→ **INSTRUCTIONS FOR THE TASK**
Copy word for word the stretch of the records below, from the line containing "Kindly place a point on the asphalt" through the end of the records.

→ **GIVEN DATA**
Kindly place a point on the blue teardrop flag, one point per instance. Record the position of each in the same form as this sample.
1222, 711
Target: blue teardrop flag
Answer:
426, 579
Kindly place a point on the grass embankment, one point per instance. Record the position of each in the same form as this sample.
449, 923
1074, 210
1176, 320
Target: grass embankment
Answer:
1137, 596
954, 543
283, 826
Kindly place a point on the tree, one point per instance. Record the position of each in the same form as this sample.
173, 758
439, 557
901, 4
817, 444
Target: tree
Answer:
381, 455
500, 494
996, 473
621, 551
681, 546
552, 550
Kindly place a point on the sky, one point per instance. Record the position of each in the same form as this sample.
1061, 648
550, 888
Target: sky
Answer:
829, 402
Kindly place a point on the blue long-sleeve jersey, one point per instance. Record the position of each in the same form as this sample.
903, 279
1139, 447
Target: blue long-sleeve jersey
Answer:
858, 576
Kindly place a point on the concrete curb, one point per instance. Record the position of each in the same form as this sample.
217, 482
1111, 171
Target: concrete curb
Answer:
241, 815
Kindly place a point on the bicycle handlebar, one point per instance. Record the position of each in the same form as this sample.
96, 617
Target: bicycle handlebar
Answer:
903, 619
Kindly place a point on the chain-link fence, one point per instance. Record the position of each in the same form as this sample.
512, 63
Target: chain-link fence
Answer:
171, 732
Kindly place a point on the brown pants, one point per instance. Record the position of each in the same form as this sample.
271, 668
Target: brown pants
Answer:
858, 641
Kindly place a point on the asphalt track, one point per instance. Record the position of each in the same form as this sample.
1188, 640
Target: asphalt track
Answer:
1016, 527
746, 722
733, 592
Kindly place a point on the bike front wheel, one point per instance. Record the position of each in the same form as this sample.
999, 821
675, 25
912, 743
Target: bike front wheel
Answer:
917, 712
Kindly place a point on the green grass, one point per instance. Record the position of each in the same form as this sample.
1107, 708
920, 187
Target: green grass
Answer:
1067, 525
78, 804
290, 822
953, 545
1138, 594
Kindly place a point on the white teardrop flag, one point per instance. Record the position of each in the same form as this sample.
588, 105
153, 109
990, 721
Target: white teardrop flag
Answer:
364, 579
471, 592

→ **RESPONSE BELOW**
Kindly place a point on the asphalt track, one point per instance. Record the position of each in the same form as this sample.
1188, 640
Target: asphalt track
Answer:
1016, 527
746, 722
733, 592
Kindly place a point on the bike front wheel, one point per instance. Record the position of each in the same form as this sample.
999, 821
675, 25
912, 743
Target: bike front wheel
Answer:
917, 712
Kindly place a point on the green grass, one point per instance. Record the position of each in the same form as this sample.
1107, 708
920, 187
Target: green grass
Answer:
1067, 525
78, 804
290, 822
953, 545
1138, 594
Kindly place a point on the white teardrop flag, one point per instance. Record the position of each in the same form as this sample.
588, 105
153, 109
990, 721
Target: white teardrop flag
Answer:
364, 579
471, 592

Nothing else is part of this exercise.